» To do: Return everything from the start of the data down to the line containing "M 212 148 L", both ends included, word for word and with the pictures left out.

>> begin Data for this task

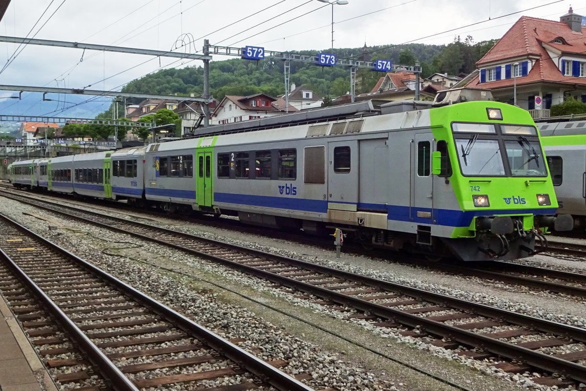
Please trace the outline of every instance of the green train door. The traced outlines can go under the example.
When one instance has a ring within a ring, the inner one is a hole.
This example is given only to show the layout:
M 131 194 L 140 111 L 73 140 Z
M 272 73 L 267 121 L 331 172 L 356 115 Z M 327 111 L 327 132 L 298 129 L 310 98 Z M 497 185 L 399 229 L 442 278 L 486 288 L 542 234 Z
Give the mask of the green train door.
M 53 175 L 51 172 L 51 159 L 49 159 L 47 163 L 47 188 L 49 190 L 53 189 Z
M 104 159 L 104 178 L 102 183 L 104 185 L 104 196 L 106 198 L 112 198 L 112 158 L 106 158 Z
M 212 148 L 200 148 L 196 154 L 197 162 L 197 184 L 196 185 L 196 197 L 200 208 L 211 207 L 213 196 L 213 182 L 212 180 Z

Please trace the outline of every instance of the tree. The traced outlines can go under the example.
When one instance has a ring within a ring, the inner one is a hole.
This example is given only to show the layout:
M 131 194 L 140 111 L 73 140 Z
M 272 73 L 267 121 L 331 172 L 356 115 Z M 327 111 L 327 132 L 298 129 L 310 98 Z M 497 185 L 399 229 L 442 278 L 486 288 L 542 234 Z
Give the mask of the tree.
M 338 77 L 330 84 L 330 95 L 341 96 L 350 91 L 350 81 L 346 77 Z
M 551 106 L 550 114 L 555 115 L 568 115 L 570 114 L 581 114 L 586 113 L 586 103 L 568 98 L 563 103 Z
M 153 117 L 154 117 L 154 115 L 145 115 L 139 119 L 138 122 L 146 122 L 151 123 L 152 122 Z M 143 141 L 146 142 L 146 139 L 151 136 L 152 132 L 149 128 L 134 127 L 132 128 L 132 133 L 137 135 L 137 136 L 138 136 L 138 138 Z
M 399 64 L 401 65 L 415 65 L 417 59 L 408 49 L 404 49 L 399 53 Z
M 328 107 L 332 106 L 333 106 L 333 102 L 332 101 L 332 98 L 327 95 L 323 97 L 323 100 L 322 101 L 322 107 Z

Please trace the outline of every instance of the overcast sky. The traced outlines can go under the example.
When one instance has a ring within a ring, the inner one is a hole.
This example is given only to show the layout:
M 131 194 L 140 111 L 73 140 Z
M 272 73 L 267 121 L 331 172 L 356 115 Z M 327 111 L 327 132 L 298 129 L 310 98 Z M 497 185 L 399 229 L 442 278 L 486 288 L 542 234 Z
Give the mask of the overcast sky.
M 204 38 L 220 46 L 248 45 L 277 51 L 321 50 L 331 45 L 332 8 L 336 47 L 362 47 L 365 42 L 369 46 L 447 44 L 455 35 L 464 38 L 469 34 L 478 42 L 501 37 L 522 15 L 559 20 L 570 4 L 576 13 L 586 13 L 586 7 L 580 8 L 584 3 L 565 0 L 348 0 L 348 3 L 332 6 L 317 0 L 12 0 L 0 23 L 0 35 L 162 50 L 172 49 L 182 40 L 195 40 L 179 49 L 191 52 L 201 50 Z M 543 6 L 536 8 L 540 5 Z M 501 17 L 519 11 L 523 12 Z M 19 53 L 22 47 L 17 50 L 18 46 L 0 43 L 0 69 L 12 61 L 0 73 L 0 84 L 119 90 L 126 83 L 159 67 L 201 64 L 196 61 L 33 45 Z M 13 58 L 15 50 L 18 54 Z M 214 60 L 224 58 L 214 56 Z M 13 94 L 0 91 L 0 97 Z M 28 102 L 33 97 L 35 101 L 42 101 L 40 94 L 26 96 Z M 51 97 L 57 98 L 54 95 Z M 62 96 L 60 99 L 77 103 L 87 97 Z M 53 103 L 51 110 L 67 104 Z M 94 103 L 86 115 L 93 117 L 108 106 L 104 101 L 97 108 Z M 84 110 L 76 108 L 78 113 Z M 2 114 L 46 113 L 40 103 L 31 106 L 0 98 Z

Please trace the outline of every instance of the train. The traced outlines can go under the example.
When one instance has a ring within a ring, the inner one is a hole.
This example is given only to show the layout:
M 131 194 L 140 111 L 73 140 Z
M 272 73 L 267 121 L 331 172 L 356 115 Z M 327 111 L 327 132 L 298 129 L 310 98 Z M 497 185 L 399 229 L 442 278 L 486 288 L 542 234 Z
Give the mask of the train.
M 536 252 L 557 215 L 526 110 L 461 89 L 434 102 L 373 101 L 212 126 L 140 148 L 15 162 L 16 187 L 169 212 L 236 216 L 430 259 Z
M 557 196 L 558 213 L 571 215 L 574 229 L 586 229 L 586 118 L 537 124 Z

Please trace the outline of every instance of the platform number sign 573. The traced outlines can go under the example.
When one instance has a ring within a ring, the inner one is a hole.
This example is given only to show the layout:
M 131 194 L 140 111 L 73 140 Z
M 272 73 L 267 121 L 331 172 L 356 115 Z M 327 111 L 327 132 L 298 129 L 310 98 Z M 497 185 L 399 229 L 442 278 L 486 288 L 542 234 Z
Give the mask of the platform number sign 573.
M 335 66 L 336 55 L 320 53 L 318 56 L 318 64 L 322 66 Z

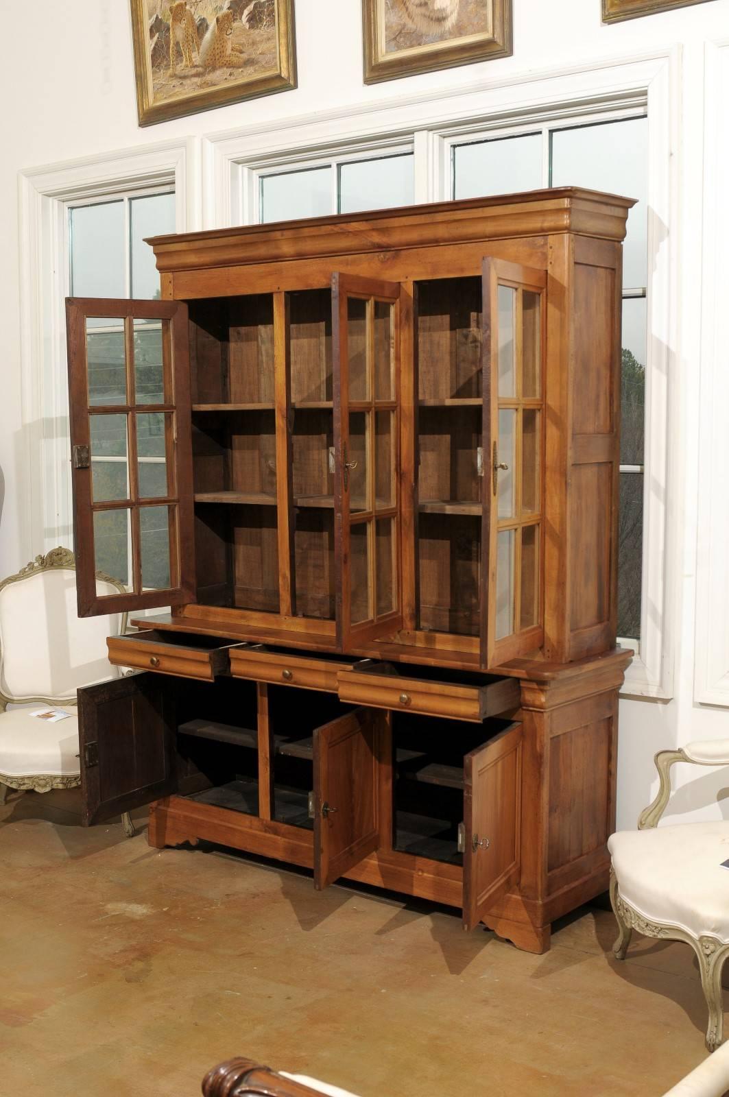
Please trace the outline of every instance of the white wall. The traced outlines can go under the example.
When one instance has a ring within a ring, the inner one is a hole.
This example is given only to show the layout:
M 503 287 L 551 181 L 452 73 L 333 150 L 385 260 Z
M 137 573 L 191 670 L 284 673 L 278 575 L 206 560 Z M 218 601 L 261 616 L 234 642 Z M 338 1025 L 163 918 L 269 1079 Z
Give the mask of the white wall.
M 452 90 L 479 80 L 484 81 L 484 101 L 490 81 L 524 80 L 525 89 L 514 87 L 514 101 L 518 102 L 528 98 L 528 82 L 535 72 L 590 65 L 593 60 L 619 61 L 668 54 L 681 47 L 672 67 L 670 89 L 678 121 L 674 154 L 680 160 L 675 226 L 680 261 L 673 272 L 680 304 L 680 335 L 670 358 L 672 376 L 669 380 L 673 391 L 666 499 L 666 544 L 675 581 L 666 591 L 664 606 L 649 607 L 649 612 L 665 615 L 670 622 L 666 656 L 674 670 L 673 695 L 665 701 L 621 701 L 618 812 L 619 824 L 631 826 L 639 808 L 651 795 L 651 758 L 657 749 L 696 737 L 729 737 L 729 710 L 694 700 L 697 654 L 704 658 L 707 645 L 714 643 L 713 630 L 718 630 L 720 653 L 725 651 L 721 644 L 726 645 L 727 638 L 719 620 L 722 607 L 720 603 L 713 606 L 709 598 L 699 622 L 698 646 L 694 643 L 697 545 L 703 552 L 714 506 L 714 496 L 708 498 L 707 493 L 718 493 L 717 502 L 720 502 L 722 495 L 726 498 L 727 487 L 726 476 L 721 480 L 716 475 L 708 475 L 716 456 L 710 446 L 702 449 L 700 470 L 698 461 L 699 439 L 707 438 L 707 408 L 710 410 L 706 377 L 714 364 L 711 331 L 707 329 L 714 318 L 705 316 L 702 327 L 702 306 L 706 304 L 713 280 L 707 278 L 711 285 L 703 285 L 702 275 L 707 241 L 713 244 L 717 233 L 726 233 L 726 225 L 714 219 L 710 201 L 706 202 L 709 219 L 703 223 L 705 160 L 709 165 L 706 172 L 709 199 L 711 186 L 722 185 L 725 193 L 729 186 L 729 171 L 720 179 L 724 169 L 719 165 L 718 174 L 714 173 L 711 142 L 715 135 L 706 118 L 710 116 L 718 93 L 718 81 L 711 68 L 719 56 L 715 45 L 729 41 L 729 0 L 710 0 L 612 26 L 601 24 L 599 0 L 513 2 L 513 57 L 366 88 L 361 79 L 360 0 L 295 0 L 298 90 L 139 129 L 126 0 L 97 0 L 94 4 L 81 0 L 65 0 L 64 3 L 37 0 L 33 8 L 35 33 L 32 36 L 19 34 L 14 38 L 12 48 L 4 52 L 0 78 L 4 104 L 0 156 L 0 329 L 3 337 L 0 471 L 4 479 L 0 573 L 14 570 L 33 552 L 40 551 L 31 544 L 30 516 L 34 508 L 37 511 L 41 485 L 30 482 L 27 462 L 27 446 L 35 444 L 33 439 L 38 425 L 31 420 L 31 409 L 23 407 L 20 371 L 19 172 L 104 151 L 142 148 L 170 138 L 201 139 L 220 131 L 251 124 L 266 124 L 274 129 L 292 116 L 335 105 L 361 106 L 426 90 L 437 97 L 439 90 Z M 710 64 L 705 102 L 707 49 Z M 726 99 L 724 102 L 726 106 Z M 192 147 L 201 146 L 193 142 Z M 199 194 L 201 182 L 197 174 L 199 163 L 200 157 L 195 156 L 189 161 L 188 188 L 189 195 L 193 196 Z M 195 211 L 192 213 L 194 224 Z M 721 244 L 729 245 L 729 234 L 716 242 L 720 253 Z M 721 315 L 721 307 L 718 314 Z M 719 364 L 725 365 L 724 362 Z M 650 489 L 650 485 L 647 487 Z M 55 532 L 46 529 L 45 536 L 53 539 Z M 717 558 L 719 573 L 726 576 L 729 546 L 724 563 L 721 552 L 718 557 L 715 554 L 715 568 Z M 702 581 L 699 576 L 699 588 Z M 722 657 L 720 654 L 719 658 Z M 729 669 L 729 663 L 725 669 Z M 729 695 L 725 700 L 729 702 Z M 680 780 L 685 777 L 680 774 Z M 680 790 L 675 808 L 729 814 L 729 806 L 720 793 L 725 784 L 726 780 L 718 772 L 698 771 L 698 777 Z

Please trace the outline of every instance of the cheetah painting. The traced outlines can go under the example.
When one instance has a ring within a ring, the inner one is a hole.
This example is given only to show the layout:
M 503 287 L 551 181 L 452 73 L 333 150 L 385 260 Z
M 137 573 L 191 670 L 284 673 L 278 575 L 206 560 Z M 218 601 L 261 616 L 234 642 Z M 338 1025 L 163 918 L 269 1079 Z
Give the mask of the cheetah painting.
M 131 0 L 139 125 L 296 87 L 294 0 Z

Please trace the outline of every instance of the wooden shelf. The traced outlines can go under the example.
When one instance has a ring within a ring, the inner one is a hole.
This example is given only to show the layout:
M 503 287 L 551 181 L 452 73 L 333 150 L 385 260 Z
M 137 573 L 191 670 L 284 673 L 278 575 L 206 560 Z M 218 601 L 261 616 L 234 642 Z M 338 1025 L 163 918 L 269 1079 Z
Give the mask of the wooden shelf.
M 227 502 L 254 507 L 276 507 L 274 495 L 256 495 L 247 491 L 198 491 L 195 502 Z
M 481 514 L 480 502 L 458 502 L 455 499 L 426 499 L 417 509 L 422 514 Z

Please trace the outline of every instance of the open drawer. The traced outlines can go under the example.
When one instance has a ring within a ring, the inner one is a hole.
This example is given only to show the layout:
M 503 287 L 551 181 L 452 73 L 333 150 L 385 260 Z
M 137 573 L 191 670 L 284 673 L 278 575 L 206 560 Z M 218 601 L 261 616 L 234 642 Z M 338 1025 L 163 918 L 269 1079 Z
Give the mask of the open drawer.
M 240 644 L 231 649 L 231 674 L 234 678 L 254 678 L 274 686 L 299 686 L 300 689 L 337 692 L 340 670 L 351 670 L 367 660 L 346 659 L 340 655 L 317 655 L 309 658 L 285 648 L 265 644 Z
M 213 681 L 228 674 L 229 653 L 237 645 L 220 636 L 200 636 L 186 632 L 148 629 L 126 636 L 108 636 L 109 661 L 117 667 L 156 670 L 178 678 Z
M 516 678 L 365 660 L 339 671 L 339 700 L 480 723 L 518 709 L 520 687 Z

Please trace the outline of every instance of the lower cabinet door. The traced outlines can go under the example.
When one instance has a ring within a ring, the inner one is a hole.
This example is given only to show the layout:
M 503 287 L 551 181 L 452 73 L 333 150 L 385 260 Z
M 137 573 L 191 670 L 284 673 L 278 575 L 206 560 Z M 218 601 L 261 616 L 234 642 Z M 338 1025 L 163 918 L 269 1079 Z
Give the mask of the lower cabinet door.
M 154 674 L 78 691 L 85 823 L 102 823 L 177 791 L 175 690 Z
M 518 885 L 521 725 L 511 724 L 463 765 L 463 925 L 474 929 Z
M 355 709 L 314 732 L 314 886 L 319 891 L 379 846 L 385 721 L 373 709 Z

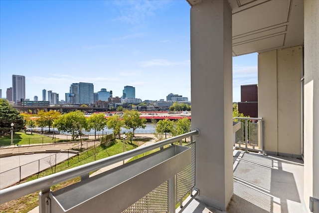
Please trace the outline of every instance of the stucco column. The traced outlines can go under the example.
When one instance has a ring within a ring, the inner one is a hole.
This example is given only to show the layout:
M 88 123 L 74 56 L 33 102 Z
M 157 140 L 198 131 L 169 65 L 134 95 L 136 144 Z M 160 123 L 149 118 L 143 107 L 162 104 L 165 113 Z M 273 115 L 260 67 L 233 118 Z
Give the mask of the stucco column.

>> end Data for this task

» Solution to this problem:
Please trace the outline of every instance of the green train door. The traced outlines can go under the example.
When one instance has a ring within a ring, the inner one is a hole.
This example is given only to show the layout:
M 131 194 L 140 111 L 73 140 Z
M 272 73 L 267 121 L 331 172 L 356 115 Z M 327 111 L 327 132 L 298 129 L 310 98 Z M 497 185 L 399 229 L 442 278 L 486 288 L 542 234 Z
Give the mask of the green train door.
M 53 175 L 51 172 L 51 159 L 49 159 L 47 163 L 47 188 L 49 190 L 53 189 Z
M 104 159 L 104 178 L 102 183 L 104 185 L 104 196 L 106 198 L 112 198 L 112 158 L 106 158 Z
M 212 148 L 200 148 L 196 154 L 197 162 L 197 184 L 196 185 L 196 197 L 200 208 L 211 207 L 213 196 L 213 182 L 212 180 Z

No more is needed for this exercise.